### SOURCE RECORDS ###

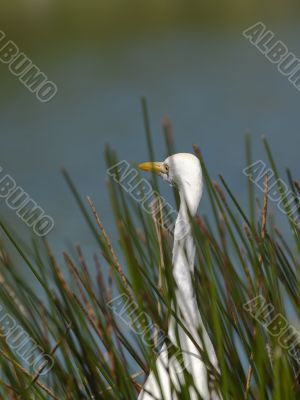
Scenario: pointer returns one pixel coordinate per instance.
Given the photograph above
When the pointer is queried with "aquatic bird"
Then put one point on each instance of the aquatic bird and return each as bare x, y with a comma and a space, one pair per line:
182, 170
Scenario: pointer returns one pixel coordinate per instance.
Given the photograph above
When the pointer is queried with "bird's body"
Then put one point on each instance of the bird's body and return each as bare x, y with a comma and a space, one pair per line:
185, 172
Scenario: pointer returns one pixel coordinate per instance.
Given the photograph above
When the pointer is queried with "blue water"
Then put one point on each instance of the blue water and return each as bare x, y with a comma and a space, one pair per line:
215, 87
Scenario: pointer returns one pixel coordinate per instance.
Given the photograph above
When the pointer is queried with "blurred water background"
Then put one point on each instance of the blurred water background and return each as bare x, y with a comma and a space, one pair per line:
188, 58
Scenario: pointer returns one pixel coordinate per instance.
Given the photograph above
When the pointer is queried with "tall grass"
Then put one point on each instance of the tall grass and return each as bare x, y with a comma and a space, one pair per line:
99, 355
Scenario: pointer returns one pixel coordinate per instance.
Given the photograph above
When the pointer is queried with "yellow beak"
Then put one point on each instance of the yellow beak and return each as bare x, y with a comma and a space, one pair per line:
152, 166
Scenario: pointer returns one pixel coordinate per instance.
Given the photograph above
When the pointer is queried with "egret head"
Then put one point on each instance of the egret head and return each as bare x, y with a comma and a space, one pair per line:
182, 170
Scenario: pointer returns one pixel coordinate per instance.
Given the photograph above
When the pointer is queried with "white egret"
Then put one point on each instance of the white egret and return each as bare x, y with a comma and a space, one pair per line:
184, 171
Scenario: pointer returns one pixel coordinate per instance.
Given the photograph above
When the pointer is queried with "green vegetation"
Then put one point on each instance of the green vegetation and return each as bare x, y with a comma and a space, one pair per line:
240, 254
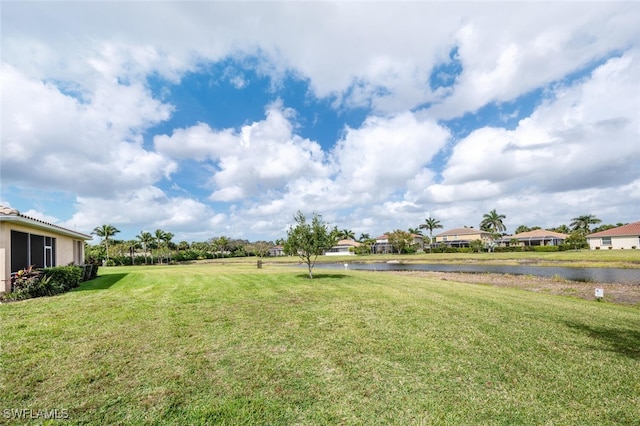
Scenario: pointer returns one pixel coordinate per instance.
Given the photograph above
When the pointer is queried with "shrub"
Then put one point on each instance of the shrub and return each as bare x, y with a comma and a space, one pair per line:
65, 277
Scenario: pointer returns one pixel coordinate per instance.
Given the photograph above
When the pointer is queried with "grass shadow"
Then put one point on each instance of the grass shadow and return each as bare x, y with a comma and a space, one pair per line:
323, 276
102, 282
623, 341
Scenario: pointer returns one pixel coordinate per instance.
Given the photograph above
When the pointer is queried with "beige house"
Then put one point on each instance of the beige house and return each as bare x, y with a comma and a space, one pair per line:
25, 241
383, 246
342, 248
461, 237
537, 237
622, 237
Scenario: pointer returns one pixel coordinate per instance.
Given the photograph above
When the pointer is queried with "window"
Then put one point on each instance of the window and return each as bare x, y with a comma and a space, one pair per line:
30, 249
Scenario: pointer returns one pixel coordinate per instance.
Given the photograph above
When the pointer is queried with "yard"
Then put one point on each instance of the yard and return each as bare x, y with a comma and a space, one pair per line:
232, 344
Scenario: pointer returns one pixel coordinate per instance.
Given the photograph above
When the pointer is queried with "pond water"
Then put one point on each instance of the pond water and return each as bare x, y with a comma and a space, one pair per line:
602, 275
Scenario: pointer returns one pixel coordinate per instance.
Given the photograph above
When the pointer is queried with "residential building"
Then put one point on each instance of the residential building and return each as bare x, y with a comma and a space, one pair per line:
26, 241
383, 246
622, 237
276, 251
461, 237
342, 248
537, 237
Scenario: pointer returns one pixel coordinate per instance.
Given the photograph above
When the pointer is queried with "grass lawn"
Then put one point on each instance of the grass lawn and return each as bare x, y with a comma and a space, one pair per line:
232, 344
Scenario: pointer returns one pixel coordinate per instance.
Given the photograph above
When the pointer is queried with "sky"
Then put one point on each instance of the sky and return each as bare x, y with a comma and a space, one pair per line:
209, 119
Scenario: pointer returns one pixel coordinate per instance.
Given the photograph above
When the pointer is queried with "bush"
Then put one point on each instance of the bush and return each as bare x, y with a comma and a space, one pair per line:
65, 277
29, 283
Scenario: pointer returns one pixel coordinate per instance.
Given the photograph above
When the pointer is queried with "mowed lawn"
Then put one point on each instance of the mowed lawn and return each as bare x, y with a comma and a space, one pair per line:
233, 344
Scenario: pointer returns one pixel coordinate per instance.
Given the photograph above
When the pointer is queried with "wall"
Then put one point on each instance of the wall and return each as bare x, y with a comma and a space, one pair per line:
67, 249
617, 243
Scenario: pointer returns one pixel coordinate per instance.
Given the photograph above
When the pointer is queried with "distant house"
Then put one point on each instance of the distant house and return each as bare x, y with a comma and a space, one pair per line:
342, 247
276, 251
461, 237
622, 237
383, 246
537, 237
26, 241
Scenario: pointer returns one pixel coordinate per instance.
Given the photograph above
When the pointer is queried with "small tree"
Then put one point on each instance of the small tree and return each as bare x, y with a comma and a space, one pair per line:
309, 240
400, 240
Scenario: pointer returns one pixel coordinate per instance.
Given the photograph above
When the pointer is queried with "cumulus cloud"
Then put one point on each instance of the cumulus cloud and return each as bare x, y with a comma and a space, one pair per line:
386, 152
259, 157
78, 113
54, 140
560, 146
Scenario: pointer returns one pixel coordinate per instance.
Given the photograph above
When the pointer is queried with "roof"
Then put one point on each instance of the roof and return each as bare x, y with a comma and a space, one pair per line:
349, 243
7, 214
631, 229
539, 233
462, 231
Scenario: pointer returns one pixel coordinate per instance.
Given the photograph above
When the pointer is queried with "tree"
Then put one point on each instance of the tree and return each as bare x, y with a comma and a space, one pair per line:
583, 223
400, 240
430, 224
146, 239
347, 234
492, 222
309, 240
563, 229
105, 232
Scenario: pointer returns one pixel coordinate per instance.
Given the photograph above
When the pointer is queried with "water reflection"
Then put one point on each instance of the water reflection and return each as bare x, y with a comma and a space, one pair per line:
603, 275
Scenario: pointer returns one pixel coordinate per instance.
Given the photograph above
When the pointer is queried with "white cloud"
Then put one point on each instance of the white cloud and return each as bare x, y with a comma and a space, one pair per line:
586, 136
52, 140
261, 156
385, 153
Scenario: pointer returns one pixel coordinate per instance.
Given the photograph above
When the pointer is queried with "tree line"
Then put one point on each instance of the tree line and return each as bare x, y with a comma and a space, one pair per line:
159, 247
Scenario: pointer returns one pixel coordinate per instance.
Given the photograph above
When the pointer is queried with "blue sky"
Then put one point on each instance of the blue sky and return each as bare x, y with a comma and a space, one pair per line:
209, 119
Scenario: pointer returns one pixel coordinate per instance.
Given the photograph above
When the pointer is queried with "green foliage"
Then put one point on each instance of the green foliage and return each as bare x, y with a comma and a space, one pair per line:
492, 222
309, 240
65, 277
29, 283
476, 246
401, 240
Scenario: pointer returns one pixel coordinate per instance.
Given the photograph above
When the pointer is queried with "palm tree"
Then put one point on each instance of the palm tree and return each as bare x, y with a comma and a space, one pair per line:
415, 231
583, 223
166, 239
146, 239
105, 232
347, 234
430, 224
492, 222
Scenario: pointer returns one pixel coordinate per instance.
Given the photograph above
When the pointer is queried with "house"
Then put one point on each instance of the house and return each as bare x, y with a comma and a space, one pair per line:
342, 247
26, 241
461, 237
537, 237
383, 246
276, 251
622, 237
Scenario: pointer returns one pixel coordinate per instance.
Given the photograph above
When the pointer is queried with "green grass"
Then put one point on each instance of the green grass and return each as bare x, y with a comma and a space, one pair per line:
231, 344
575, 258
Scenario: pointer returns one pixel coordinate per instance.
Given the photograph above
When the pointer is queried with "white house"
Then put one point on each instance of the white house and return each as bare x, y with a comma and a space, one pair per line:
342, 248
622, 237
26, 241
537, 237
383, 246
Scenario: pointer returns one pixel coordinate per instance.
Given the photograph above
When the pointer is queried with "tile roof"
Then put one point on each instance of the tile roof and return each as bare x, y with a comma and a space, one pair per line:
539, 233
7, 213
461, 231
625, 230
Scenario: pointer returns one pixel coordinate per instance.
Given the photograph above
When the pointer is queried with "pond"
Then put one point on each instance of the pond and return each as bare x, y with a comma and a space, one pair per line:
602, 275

###
### SOURCE RECORDS ###

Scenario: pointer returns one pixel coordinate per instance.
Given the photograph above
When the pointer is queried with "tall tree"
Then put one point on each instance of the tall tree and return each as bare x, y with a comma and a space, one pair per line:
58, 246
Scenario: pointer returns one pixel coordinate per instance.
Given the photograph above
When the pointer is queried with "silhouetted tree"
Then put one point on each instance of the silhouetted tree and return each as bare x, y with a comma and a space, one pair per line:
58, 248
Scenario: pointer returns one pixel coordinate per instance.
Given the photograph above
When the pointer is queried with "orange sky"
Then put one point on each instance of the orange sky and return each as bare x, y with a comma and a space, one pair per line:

###

WORK REQUIRED:
Among the lines of the data, find every one that holds "orange" and copy it.

ANSWER SECTION:
When the pointer is queried with "orange sky"
Then put one point on each instance of the orange sky and return each as bare x, y with a comma and a space, one pair per line:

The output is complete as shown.